■ What you will do: For this exercise, reproduce the entries below exactly, but only from the line containing "building, that would be wonderful." through the line containing "Target: blue umbrella", both included.

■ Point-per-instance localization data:
- - - -

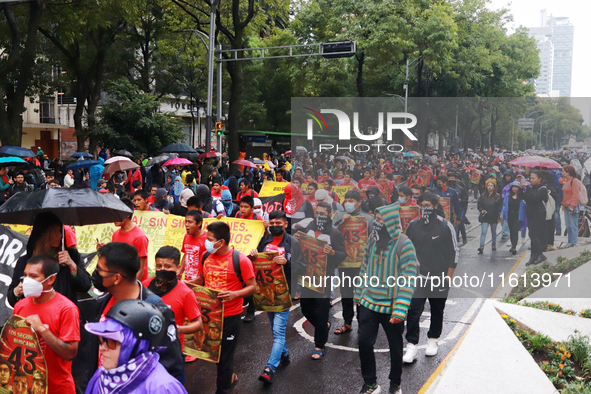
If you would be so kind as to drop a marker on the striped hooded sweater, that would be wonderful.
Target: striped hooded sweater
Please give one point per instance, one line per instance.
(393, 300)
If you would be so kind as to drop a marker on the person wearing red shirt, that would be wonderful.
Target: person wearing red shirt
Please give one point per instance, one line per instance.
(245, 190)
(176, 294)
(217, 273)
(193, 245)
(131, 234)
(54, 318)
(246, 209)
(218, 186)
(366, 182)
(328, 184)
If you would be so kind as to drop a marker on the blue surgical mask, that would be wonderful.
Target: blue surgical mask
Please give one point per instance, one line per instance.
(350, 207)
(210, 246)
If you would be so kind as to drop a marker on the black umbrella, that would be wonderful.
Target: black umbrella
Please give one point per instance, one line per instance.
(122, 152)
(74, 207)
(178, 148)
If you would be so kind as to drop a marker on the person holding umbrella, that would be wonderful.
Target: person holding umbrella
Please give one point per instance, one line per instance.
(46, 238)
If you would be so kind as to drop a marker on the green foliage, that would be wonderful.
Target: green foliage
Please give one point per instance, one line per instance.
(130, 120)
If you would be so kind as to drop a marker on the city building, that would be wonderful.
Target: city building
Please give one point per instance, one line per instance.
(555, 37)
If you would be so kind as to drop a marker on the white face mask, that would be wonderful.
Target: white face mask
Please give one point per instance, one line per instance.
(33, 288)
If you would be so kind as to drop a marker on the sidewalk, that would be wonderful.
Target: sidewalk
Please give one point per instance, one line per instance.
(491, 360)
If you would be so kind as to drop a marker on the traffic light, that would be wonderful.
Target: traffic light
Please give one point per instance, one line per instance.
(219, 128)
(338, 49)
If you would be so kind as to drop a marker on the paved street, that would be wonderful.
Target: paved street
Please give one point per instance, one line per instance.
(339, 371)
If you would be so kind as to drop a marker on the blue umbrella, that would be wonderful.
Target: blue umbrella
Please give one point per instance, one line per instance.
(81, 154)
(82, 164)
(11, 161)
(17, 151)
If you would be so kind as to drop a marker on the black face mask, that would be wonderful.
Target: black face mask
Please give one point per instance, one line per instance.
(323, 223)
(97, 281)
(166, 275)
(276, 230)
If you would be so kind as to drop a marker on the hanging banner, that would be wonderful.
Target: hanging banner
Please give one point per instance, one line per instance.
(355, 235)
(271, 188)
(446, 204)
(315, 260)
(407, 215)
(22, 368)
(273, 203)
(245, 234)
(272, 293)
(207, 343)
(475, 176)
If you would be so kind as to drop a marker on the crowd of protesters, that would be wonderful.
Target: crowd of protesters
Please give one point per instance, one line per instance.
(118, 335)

- - - -

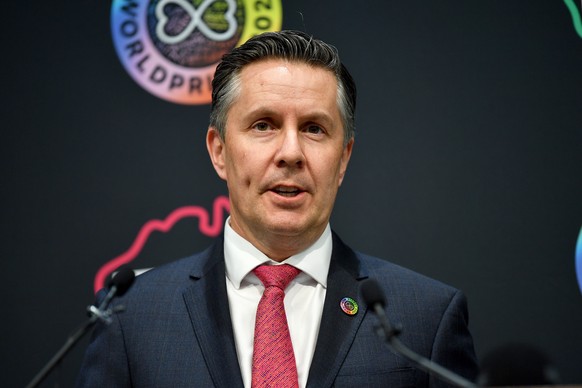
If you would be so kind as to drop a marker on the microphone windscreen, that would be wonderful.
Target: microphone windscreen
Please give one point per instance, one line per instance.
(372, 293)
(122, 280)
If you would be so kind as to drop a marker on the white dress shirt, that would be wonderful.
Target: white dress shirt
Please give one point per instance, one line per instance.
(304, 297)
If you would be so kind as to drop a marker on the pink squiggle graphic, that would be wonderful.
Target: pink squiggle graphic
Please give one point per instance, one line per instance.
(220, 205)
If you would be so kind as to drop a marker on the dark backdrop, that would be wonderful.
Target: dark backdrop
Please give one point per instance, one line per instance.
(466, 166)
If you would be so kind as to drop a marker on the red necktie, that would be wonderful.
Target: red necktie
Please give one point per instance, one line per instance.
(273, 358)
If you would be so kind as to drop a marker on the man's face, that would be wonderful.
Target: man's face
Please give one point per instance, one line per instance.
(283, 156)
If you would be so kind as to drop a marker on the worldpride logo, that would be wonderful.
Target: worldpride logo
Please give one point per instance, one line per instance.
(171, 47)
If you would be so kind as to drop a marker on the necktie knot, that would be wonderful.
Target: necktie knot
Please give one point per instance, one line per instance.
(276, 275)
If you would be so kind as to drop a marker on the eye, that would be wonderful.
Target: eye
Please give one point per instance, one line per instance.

- - - -

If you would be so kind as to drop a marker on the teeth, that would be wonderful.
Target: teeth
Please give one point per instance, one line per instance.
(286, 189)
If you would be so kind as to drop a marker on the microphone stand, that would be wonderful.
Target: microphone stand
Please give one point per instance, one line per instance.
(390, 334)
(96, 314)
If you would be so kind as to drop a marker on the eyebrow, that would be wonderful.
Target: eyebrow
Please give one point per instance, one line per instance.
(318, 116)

- - - -

■ Answer to this task:
If you would be so kind as to drop a marker on the city building, that would be wonderful.
Target: city building
Please give one point per instance, one line per instance.
(555, 37)
If you would be so kind as to drop a marker on the white face mask, that would be wonderful.
Target: white face mask
Please give one point per instance, one line per instance.
(33, 288)
If you would be so kind as to drop a marker on the sidewalk, that would be wonderful.
Target: sidewalk
Please give one point per instance, one line per instance.
(491, 360)
If you would be so kind as to drop a marker on the traffic light, that would be wonderful.
Target: traffic light
Please give one point per instance, one line per instance.
(219, 128)
(338, 49)
If you would be so kind as to drop a marker on the paved street, that would be wonderful.
Target: paved street
Please give one point per instance, one line per instance.
(339, 371)
If you would be so kind as to drop a marker on the blue umbrella, that would be wonderful.
Target: blue umbrella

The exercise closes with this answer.